Objective |
Your task is to extract every line from the material below exactly.

Coordinate annotation entries:
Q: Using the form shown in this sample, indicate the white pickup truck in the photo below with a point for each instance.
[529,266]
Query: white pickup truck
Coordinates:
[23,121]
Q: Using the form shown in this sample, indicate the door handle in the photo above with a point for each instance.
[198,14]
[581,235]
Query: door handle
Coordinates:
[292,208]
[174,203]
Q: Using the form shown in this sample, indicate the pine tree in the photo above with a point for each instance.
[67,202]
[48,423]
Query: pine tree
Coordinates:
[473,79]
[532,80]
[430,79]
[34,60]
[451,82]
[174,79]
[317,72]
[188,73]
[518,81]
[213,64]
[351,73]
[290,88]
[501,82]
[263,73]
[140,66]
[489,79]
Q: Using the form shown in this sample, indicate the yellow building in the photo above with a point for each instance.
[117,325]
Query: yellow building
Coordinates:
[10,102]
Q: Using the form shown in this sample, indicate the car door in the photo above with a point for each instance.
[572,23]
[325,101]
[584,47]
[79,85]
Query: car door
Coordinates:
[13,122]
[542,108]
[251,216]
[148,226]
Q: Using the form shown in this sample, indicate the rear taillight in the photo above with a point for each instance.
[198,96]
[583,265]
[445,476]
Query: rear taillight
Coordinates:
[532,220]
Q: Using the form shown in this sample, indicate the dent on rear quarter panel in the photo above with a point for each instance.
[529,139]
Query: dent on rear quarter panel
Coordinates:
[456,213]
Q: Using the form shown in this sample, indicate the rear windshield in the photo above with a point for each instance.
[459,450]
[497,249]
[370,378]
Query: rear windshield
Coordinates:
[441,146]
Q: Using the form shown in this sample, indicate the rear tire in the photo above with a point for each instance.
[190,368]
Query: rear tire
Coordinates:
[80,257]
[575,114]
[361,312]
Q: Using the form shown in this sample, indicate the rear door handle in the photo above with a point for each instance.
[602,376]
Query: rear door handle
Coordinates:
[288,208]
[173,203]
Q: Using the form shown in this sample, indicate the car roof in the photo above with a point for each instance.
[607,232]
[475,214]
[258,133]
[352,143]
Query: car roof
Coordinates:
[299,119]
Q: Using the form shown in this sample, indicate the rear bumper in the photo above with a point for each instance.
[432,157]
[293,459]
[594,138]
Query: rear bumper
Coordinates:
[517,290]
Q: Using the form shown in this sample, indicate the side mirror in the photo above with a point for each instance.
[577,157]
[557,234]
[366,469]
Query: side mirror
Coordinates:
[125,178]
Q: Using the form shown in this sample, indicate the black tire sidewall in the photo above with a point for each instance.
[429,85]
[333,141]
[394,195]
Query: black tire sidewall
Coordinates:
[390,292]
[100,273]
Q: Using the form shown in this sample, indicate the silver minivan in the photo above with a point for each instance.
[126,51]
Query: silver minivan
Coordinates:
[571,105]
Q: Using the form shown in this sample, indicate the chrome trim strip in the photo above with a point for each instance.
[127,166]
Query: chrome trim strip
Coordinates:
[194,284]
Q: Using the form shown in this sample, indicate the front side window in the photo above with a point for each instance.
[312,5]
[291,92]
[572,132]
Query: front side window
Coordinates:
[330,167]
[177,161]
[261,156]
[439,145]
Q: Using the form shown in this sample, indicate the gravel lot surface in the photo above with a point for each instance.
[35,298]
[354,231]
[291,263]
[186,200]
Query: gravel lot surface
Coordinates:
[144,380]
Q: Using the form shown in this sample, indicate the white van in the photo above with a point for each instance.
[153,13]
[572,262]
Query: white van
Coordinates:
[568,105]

Response to the task |
Q: Using the form shown in this sample, indicate the white pickup truck in the photo below with a point for each instance.
[529,266]
Query: white pickup truck
Coordinates:
[23,121]
Q: Using the form shown in this sample, indicate the door handle in the photo above with a point for each instance.
[198,14]
[581,235]
Query: door handle
Coordinates:
[292,208]
[174,203]
Q: Using the form shown in this sample, indicate the pine tree in the photo above with a point for each instance.
[67,202]
[48,423]
Query: pine tree
Coordinates:
[473,79]
[532,80]
[430,79]
[34,60]
[451,82]
[174,79]
[317,72]
[188,73]
[518,81]
[213,64]
[351,73]
[290,88]
[501,82]
[263,73]
[140,66]
[489,79]
Q: Using the form shown in this sample, indicate the yellow building in the photo above with a point for each instance.
[117,325]
Query: yellow building
Coordinates:
[10,102]
Q: Using the form shown in this sample, indicate the car door in the photo above with a point for each instance.
[572,23]
[325,101]
[584,47]
[79,85]
Query: car door
Coordinates:
[13,122]
[542,108]
[251,216]
[148,226]
Q: Using the form shown in this sample, indicate the rear taillight in the photo above with a point for each instance.
[198,96]
[583,265]
[445,476]
Query: rear taillight
Coordinates:
[532,220]
Q: Using the form shown in this sample, indicate the dent on rear quarter panel in the photo above with a point for each instance.
[529,139]
Query: dent on rear quarter panel
Coordinates:
[456,213]
Q: Using the form shown in this sample, indicate the rear windshield in the photo above with a point for each instance.
[459,450]
[497,249]
[370,378]
Query: rear windshield
Coordinates:
[441,146]
Q: Using the form shown in this sample, indicate the rear tire in the photo above with a point for each instance.
[190,368]
Query: rear tire
Coordinates:
[80,257]
[575,114]
[361,312]
Q: Using the form shown in this sample, indicate the rear door handle in the photo above with a point for each instance.
[602,376]
Query: rear door handle
Coordinates:
[288,208]
[173,203]
Q: Using the form shown in this sample, indicate the car roof in the photo above with a point for each instance.
[607,232]
[475,214]
[258,133]
[352,143]
Query: car roof
Coordinates:
[299,119]
Q: Using the form shown in this sample, indicate the rear bumper in the photo above with a point for each instance.
[432,157]
[293,459]
[594,138]
Query: rear bumper
Coordinates:
[517,290]
Q: Using the form shown in this sample, indicate the side mirror in the photo above with a point for each instance.
[577,157]
[557,234]
[366,469]
Query: side mirror
Coordinates:
[125,178]
Q: Using the form shown in this sample, indicate the black tire sidewall in the photo above with a point for each instance.
[429,85]
[333,141]
[394,195]
Query: black tire sidewall
Coordinates:
[390,292]
[100,273]
Q: Using the form shown in this sample, indicate the silver minivan in the photo above with a point for each instance.
[126,51]
Query: silver minivan
Coordinates:
[571,105]
Q: Using the form shown in this sample, indicate the chrome trim strip in the photo above with a point for each instance.
[127,166]
Query: chrome trim strip
Coordinates:
[194,284]
Q: Using the form shown in this sample, indicate the front side window in the photo above with a point for each instance.
[312,5]
[291,92]
[572,132]
Query: front side window
Coordinates:
[330,167]
[177,161]
[261,156]
[439,145]
Q: Using the form shown in this sample, indicate the gravel lot surface in the photo above with a point for each instance.
[35,298]
[354,231]
[291,263]
[186,200]
Query: gravel lot surface
Coordinates:
[144,380]
Q: Using the form shown in this sample, indicate the white van in the photo above with a point for each instance.
[153,13]
[572,262]
Query: white van
Coordinates:
[568,105]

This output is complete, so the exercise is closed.